• _Goal_
Nothing but the lines from the one with "Every instance of the man's hand" to the final line should be returned, each exactly as it appears.

··· Record set

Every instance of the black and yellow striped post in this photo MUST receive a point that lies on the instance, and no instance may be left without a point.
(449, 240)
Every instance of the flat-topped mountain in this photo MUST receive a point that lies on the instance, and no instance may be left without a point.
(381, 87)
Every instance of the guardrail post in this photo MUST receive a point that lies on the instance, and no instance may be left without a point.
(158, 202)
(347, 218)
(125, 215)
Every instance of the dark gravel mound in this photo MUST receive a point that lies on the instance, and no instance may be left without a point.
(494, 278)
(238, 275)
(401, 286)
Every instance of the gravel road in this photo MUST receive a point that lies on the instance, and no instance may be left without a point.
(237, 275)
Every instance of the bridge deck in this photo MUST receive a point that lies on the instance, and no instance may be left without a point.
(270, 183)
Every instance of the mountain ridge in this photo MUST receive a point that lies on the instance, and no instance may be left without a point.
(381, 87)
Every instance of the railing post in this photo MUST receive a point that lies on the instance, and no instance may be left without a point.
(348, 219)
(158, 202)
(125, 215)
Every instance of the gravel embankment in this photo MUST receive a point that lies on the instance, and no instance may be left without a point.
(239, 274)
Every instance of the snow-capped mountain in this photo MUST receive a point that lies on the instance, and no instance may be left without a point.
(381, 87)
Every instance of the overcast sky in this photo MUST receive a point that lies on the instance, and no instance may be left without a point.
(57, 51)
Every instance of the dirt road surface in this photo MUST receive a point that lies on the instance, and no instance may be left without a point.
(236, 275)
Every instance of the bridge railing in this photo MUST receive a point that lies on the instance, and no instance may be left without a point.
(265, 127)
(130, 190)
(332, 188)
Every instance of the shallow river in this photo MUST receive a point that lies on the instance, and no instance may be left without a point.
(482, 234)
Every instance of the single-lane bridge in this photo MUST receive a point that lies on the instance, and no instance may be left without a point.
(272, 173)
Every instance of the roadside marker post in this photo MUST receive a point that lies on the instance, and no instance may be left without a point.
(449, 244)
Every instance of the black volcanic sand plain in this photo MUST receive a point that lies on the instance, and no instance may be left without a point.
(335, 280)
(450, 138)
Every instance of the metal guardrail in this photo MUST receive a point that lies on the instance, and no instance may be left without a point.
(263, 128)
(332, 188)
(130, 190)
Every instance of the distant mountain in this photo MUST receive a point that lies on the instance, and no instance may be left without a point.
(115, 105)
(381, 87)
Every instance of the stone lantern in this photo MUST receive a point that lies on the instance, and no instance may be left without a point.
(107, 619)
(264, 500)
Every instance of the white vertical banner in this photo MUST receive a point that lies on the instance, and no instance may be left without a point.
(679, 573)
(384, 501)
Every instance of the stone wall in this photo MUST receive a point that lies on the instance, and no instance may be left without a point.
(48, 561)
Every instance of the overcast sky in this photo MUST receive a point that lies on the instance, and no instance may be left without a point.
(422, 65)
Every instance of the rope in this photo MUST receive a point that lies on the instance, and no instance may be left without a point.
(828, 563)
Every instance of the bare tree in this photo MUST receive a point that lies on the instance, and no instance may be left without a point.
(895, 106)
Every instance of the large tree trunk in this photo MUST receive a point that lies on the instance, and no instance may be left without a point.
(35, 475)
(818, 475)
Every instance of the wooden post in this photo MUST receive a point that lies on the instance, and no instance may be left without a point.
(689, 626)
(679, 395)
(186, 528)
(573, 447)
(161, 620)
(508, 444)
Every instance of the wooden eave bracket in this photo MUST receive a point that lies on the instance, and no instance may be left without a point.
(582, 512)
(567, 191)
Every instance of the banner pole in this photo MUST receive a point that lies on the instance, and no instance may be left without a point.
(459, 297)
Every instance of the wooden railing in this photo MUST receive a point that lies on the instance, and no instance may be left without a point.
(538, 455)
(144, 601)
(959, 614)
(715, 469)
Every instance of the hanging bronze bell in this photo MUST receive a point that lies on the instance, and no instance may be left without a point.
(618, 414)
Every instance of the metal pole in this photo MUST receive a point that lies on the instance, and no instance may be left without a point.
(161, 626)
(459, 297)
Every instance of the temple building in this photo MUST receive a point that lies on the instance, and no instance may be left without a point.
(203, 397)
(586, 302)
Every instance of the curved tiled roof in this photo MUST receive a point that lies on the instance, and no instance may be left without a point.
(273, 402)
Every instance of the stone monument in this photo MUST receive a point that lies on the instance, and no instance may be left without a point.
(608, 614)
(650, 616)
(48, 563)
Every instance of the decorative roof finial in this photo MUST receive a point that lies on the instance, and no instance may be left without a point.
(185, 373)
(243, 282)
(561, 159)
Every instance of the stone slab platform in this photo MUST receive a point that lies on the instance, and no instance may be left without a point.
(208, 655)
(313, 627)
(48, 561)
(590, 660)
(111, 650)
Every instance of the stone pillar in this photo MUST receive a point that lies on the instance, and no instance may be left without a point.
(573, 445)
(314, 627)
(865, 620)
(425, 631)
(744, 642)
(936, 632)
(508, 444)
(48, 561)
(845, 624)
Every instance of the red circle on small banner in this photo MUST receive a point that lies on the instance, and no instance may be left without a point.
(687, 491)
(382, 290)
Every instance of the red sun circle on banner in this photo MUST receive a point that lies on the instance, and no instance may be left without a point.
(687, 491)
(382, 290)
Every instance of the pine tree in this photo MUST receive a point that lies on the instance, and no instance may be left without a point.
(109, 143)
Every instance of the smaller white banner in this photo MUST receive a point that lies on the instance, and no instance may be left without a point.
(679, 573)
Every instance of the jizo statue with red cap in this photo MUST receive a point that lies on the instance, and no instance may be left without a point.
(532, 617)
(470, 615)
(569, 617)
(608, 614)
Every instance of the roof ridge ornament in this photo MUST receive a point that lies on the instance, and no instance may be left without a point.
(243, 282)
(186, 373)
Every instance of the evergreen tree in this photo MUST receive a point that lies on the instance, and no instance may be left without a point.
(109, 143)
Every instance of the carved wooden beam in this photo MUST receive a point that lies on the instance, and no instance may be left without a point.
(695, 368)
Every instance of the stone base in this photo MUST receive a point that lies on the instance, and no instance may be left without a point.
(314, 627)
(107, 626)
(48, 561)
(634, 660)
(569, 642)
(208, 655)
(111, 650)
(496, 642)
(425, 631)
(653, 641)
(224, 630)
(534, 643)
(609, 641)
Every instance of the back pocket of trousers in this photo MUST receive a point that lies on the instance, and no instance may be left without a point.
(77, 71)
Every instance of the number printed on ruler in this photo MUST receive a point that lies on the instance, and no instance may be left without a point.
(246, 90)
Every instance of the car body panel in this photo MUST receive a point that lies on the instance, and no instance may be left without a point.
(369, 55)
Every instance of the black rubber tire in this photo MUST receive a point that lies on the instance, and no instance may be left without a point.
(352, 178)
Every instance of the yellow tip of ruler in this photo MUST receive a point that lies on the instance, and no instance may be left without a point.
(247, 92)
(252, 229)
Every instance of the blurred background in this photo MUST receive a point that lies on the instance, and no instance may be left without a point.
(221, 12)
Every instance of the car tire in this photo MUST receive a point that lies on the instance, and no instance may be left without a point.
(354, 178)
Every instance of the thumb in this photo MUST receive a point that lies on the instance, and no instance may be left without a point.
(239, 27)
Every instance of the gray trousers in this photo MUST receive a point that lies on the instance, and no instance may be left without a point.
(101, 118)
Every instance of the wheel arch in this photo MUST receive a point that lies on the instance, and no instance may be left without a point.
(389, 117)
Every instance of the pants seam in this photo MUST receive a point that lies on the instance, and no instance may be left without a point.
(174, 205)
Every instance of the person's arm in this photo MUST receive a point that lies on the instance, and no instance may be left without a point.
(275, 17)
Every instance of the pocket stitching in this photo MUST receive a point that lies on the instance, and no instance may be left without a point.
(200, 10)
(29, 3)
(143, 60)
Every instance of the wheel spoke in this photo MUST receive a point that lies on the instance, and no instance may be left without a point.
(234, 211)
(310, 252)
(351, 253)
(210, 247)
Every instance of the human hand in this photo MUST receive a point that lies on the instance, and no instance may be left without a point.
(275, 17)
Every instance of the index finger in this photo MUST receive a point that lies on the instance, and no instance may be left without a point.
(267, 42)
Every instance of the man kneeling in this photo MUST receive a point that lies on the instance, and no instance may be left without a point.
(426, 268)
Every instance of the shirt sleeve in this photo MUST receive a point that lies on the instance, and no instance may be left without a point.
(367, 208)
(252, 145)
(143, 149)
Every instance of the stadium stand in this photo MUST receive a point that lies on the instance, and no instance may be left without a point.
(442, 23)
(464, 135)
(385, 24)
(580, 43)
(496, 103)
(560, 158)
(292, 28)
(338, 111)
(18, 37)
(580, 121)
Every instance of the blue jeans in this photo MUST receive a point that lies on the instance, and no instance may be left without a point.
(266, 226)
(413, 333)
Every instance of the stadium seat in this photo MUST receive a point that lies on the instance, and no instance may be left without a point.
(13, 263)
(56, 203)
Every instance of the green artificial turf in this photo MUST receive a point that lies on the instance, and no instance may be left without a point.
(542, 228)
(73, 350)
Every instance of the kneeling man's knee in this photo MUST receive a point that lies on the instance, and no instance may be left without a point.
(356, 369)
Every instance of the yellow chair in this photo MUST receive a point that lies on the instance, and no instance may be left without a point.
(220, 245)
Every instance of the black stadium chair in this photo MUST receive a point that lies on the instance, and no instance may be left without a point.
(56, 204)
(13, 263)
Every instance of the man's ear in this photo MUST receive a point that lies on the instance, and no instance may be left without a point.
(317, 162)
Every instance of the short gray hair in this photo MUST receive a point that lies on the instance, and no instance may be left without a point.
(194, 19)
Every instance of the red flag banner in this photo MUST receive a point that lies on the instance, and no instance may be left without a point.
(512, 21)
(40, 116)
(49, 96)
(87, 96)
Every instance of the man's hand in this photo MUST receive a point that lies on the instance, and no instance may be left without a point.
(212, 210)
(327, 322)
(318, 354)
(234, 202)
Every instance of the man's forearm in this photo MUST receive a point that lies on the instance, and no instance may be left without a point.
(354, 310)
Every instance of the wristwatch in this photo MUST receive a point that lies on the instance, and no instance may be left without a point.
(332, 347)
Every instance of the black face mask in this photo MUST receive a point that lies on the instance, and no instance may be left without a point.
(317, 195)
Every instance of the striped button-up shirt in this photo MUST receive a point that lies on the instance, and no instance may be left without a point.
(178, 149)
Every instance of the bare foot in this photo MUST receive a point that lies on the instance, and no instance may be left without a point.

······

• _Exercise solution_
Every instance of the man's hand in this photo MUST receive a point that lies on the instance, and no instance may be left without a point.
(212, 210)
(327, 322)
(318, 354)
(234, 202)
Every instance of the man's forearm in this photo MUST receive a point that lies on the instance, and no instance may be left without a point.
(354, 310)
Every instance of the wristwatch in this photo MUST receive a point that lies on the instance, and no instance may be left without a point.
(332, 347)
Every instance of the black face mask in this photo MUST receive a point that lies on the instance, and no instance may be left without a point.
(317, 195)
Every instance of the striped button-up shirt in this photo MUST receive a point that lies on the instance, and no instance may be left without a point.
(178, 149)
Every instance of the bare foot in this photo MUST receive a point that lies on the instance, and no instance may be left without a point.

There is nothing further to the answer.